Transcribe every entry word for word, but skip the images.
== DATA FOR THE TASK ==
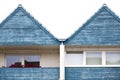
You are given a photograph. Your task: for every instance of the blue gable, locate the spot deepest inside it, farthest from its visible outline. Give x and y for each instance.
(102, 29)
(22, 29)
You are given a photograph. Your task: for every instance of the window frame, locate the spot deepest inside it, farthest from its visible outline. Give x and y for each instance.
(22, 58)
(103, 57)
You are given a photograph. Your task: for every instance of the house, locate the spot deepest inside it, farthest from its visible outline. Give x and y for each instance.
(93, 51)
(27, 50)
(30, 52)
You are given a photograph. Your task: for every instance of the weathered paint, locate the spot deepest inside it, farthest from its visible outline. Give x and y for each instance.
(102, 29)
(20, 28)
(93, 73)
(29, 73)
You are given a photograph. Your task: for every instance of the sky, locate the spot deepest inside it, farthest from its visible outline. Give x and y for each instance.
(60, 17)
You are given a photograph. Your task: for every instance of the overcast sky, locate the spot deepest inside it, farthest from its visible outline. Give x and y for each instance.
(61, 17)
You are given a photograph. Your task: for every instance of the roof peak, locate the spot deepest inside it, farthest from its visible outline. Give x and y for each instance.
(104, 5)
(20, 5)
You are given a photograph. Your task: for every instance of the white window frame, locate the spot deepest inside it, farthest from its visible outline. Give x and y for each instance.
(103, 60)
(22, 57)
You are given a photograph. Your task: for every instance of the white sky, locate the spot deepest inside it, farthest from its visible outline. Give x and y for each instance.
(61, 17)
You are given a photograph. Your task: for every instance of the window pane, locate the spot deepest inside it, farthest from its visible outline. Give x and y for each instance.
(74, 59)
(13, 61)
(113, 58)
(93, 58)
(32, 61)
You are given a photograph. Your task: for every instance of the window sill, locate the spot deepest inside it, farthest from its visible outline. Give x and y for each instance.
(92, 66)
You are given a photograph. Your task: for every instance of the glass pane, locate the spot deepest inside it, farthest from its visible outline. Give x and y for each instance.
(13, 61)
(113, 58)
(32, 61)
(93, 58)
(74, 59)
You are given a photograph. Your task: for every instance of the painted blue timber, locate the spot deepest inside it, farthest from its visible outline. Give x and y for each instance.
(92, 73)
(102, 29)
(29, 73)
(20, 28)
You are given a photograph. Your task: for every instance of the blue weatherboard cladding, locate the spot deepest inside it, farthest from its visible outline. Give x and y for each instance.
(92, 73)
(21, 29)
(29, 73)
(102, 29)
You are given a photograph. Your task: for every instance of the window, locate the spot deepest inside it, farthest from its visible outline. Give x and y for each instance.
(113, 58)
(93, 58)
(32, 61)
(73, 58)
(13, 61)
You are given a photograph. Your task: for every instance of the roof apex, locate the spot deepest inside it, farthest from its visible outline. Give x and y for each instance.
(20, 5)
(104, 8)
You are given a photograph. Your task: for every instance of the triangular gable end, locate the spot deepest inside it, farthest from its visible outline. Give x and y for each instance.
(102, 29)
(20, 28)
===
## RESPONSE TO THE TASK
You are given a photograph. Your task: for every instance of the blue gable, locate the spot deepest inside it, farthest from its visible outline. Give x and y for each instance.
(102, 29)
(22, 29)
You are given a photograph. Your task: for every instance of the window frame, locate the spot deepest inside it, farthest from its visible outline. Give x and y for each instance.
(22, 58)
(103, 57)
You are given a photograph. Your task: for every instance of the house, locate the spot deepest inside it, farthest from its visible outline. Give x and y for each instance.
(93, 51)
(27, 50)
(30, 52)
You are given a photograph. Your task: for every instance of the weathered paint, locate the spot deepest inside it, farthest from its visible outline. Give x and y for each instance.
(102, 29)
(20, 28)
(93, 73)
(29, 73)
You are given a photograph. Your task: for every instance of the sky, locate the spot deepest inside it, farthest from its visible outline. Give x and y for each instance.
(60, 17)
You are given a photograph. Your task: for every instance of the overcast sky, locate the spot deepest inside it, farthest from its visible outline. Give x and y for each instance.
(61, 17)
You are given a photograph. Your task: for every instance of the roof peak, locate the spot deepest inside it, farthest from its visible outline. Give x and y for each instance.
(104, 5)
(20, 5)
You are given a photograph. Your task: for every instance of the white window frame, locate the spot deepest inside it, farthest from its visible outline. Give x and y for each instance.
(103, 60)
(22, 57)
You are given a photograph. Your task: for every instance of the white sky, locate the spot deepest inside it, farthest from its visible outline. Give x and y for each instance.
(61, 17)
You are given a photograph. Your task: for every instance of the window pane, locate the spot deepest inside it, farthest from its visible outline. Give x and y for each instance.
(74, 59)
(13, 61)
(113, 58)
(93, 58)
(32, 61)
You are given a photograph. Your task: for every instance of the window sill, locate the spot deepest inside it, farthest from its visible outline. Give x and y for each instance.
(92, 66)
You are given a photograph. Your task: for every instance of the glass pane, locate the spot deepest inside it, farthest from its visible outline. Give x and y for each instance.
(13, 61)
(113, 58)
(32, 61)
(93, 58)
(74, 59)
You are given a photograph. Your task: for every instance of the painted blue timber, locate the spot deepest inside it, farthest from its visible outline. Give x and y for each instance.
(92, 73)
(102, 29)
(29, 73)
(20, 28)
You are given a photograph. Your task: for every instance of the blue weatherboard cladding, locate the spot deepest inside it, farthest from its visible outline. Give x and y for each instance.
(92, 73)
(21, 29)
(29, 73)
(102, 29)
You are given a photograph. Your task: for every instance of the window, locate the spot deepest inside it, farthest from its visible outline. Give x and y for each instance.
(113, 58)
(93, 58)
(32, 61)
(73, 58)
(13, 61)
You are given a photograph. Your task: for every instance of the roof apex, locate the spot deepest inside it, farthest from its visible outline. Give x and y for each instance.
(20, 5)
(104, 8)
You are given a photograph. Your task: for every instance of the triangular gable end, locate the spot deepest inside it, farthest from its visible outline. Give x and y for each instance.
(102, 29)
(20, 28)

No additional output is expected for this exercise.